*Objective:* Can you lay out the entries below as a Markdown table with the columns Row and Line, one numbered row per line, starting at the line containing "Each instance of the glass" and ending after the line containing "[[392, 301]]", with blank lines left out?

*Supplied information:*
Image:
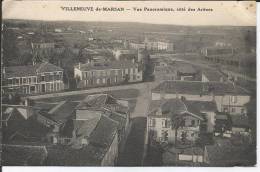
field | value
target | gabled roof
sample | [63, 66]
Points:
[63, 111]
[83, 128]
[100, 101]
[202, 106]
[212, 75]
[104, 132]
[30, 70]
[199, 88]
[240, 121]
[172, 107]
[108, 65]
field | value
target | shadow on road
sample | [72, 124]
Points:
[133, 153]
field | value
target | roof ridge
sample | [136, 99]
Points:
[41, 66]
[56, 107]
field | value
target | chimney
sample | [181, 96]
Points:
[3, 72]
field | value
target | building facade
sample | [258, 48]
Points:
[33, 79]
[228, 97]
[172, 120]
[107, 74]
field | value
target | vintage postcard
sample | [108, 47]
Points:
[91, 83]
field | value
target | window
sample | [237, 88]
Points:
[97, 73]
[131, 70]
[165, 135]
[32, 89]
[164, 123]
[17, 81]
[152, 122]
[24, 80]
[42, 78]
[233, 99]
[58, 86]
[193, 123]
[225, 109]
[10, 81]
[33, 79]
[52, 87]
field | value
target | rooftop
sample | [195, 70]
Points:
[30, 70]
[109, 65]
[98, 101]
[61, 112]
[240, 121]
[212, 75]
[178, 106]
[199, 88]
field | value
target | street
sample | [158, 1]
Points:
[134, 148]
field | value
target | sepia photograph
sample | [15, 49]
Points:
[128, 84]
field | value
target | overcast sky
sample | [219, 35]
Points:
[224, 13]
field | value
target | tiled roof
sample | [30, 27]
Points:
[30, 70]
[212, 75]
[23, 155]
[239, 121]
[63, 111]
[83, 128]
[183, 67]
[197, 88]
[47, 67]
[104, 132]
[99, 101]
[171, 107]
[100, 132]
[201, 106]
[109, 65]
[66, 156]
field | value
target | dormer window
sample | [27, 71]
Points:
...
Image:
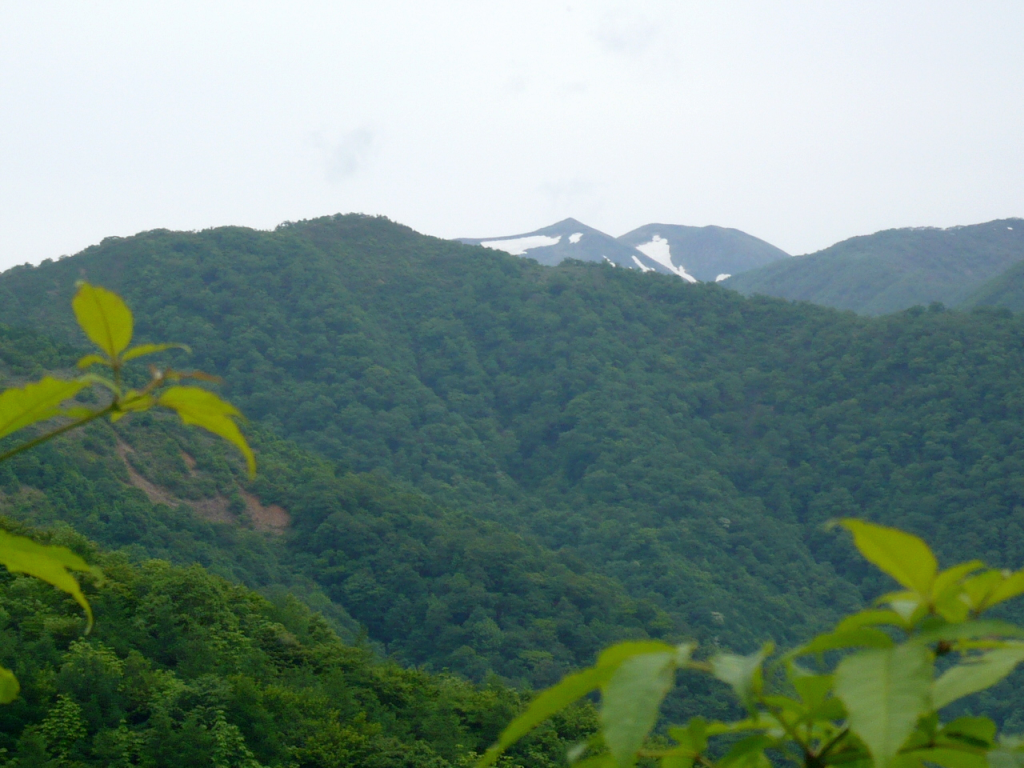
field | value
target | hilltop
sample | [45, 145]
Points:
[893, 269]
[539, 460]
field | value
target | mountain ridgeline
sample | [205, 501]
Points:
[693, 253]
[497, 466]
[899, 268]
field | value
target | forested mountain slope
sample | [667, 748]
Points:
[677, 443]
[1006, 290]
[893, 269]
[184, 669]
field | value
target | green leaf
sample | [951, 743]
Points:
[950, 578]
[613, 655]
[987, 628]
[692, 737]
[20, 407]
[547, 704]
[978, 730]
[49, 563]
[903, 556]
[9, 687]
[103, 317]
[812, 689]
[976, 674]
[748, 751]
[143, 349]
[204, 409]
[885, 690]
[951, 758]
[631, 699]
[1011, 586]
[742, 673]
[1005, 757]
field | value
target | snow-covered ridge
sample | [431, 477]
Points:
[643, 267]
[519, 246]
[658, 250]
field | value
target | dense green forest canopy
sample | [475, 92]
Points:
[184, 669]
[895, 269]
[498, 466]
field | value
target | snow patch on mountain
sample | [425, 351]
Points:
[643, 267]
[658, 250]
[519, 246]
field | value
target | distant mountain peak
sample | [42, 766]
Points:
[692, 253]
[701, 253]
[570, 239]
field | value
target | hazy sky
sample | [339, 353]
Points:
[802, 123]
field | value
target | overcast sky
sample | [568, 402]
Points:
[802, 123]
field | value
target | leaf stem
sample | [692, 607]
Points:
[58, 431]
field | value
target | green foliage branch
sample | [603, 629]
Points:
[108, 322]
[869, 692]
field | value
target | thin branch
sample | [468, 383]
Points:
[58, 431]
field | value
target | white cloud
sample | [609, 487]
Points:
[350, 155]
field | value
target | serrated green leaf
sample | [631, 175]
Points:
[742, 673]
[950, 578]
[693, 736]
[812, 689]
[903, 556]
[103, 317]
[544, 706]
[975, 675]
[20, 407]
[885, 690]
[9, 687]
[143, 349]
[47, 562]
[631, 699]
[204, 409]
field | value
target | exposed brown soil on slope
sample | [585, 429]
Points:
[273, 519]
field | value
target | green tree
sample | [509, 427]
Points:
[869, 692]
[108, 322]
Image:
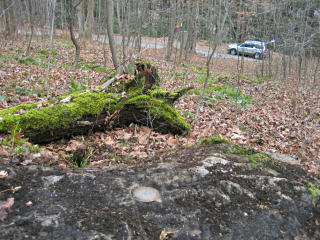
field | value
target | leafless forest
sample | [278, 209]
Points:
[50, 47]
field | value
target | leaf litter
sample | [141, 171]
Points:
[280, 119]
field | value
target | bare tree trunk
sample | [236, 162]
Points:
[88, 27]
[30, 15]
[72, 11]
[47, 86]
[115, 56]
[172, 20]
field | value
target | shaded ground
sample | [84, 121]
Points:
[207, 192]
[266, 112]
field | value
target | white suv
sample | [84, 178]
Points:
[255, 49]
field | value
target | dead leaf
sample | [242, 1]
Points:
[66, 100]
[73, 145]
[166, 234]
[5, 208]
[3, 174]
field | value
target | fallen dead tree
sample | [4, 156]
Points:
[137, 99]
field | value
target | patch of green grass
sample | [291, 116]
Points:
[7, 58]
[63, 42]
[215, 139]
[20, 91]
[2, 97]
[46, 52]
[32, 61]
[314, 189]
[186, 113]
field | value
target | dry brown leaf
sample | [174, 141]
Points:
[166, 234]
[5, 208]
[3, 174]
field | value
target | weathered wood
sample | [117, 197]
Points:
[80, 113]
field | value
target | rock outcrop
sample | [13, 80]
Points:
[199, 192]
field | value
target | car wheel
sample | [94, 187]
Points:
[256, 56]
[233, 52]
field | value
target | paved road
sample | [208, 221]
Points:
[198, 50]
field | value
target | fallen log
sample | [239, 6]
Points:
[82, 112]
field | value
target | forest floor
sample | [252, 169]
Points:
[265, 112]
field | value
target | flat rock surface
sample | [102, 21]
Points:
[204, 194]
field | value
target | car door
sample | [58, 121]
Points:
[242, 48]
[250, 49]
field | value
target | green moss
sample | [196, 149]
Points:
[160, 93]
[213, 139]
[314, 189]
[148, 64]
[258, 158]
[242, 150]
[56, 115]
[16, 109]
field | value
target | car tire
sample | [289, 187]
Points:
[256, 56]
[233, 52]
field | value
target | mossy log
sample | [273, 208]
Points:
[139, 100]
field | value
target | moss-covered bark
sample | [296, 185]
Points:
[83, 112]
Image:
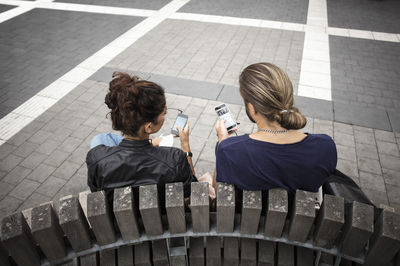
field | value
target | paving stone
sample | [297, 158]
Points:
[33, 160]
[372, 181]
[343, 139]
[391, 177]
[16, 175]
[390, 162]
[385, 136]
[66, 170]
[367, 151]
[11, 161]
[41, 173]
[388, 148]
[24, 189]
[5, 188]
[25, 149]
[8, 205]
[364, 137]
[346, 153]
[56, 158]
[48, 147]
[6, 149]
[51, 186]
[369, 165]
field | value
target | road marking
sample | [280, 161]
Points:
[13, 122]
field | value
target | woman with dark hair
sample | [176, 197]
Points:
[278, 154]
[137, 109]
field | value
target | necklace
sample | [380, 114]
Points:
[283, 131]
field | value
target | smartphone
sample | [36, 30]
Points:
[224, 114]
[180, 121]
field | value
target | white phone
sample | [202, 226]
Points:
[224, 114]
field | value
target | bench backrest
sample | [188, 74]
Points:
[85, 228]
...
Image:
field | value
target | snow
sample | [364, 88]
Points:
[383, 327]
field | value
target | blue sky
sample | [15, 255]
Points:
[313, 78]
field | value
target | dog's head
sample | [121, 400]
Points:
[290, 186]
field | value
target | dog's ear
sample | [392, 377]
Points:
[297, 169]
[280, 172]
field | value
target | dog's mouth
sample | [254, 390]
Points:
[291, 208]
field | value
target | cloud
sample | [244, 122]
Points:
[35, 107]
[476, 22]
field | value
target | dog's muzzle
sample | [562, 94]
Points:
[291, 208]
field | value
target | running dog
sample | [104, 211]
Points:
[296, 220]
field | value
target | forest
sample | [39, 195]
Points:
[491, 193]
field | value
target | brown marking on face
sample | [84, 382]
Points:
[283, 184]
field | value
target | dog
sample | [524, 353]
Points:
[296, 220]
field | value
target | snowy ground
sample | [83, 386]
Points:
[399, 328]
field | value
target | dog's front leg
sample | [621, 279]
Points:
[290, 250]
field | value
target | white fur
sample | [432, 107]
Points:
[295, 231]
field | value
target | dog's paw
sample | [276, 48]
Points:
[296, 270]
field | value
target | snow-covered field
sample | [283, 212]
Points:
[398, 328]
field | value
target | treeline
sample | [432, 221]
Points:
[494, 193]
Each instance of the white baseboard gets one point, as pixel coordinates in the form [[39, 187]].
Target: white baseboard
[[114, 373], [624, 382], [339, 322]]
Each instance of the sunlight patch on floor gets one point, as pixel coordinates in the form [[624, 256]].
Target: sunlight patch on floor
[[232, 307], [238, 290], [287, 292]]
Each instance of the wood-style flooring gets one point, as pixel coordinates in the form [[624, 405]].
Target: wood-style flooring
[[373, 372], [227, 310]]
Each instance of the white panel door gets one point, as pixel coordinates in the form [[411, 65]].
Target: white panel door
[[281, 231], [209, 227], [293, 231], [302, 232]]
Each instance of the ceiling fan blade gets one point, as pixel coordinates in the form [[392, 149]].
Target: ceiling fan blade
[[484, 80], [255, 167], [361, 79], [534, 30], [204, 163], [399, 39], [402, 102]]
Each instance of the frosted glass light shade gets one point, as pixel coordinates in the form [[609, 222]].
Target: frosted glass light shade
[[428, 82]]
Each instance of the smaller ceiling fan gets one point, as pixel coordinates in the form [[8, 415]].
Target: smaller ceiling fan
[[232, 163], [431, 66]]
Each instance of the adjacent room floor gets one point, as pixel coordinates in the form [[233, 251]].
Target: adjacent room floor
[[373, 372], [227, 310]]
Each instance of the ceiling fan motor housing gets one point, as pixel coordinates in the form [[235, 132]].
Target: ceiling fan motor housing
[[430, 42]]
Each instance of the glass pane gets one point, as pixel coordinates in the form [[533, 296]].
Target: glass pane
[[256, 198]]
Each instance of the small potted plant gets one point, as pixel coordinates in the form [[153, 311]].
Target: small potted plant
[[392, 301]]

*Solution to the exercise:*
| Row | Line |
|---|---|
| 1 | Each instance of the glass pane gets one point, as pixel coordinates in the form [[533, 296]]. |
| 2 | Target: glass pane |
| 3 | [[256, 198]] |
| 4 | Each instance of the small potted plant gets one point, as pixel coordinates in the form [[153, 311]]. |
| 5 | Target: small potted plant |
| 6 | [[392, 301]] |